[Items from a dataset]

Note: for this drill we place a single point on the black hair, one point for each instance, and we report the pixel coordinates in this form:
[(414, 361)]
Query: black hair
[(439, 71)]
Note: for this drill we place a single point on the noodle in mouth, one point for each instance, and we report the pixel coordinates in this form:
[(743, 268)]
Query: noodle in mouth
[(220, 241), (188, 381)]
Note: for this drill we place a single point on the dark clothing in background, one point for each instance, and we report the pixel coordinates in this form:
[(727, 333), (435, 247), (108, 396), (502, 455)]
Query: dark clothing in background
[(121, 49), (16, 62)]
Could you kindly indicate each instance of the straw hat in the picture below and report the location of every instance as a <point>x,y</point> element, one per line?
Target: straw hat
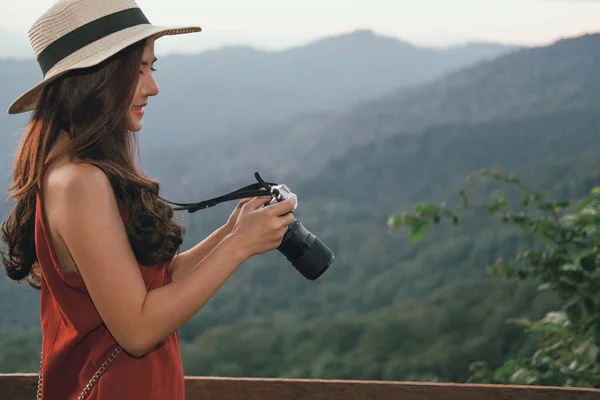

Your instructions ::
Tally every line above that has the word "pixel", and report the total with no other words.

Result of the task ::
3